_À faire_.
1/ Traduisez en anglais cette phrase du texte sur les enlèvements contre rançon : « L’enlèvement d’enfant (mais aussi d’adulte) contre rançon est devenu, au moins en Europe, un crime assez rare en ce début du XXI° siècle. »
2/ Rédigez la suite du texte sur les enlèvements contre rançon, à partir de sa dernière phrase.

L’enlèvement d’enfant (mais aussi d’adulte) contre rançon est devenu, au moins en Europe, un crime assez rare en ce début du XXI° siècle. Né aux Etats-Unis avant la Seconde Guerre, cette pratique criminelle s’était répandue dans à peu près tous les pays développés, connaissant son apogée pendant les Trente Glorieuses, surtout à partir de 1960. Mais c’est en Italie qu’il devint un véritable fléau endémique : dans les années 1970, les enlèvements contre rançon y étaient devenus presqu’hebdomadaires. Tellement entrés dans les mœurs que, dans certaines régions du sud (Naples, la Sardaigne) la criminalité organisée en avait fait une source de revenus réguliers. Il est vrai que le code pénal italien était étonnamment indulgent, l’Estorsione con sequestro di persona n’était (à condition que la personne enlevée n’ait pas subi de sévices physiques) puni que de 15 ans de prison, au maximum.
Mais, si on a dénombré au-delà des Alpes, des centaines d’enlèvements crapuleux (dont plusieurs se sont terminés par la mort de la personne enlevée), aucun kidnapping n’est resté, jusqu’à nos jours, aussi tragiquement connu que celui de la petite Milena Sutter, à Gênes, en 1971. La France des années 1970 est restée longtemps traumatisée par l’enlèvement et le meurtre du petit Philippe Bertrand, à Troyes, en 1976, l’Italie le fut, cinq ans plus tôt, par celui de Milena Sutter.

_Données recueillies_.
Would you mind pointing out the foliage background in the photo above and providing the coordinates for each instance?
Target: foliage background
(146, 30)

_Corrigé_.
1/ Kidnapping of children (and of adults as well) for ransom has become, at least in Europe, a fairly rare crime at the start of the 21st century.

2/
Les Sutter étaient une famille suisse établie à Gênes depuis plusieurs générations. Le père de Milena, Arturo Sutter (1927-2015 ; il avait donc 44 ans à l’époque des faits), dirigeait dans le quartier génois de Sturla, une petite usine chimique de 400 ouvriers, fondée en 1858, fabriquant du cirage et divers produits d’entretien. La mère de Milena, Flora van Glabbeek, était belge, elle aussi issue d’une famille très fortunée. Ce qui faisait des Sutter une des familles les plus riches de Gênes.
Milena, treize ans, était une adolescente très sportive (ski[1], tennis), grande (au point de faire plus que son âge) et pleine de santé. Une bonne élève, une grande fille sympathique qui menait la vie insouciante, et très privilégiée, des adolescentes de la haute bourgeoisie génoise. Elle avait un petit frère, Aldo, qui avait deux ans de moins qu’elle.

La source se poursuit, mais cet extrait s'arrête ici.